_Study text_.
Last week brought great news for freelancers and the self-employed!
From Forbes.com, June 17, 2020 by Brian Thompson: “The SBA filed its 19th Interim Final Rule (IFR), scheduled to be published on Friday June 19th, focusing on revisions made from Paycheck Protection Program Flexibility Act (Flexibility Act) signed into law on June 5th. The unpublished version of the update ensures full forgiveness for self-employed, freelancers and independent contractors who took the maximum loan amount based on 2.5 times their 2019 monthly income. (Under previous rules, the eight-week limitation made it hard to get above the 75% payroll threshold.)
The Flexibility Act made a few key changes to the PPP Program:
• For loans made after June 5th, it extended the maturity date of the loan from two years to five years. The maturity date can also be extended for loans made before June 5th, if the borrower and lender mutually agree.

_Dataset excerpt_.

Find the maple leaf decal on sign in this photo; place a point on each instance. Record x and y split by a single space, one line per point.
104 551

_What is being asked_. According to the text on the Paycheck Protection Program changes, how long is the loan maturity period for loans made after June 5th under the Flexibility Act?

_Response area_. Five years, extended from two years.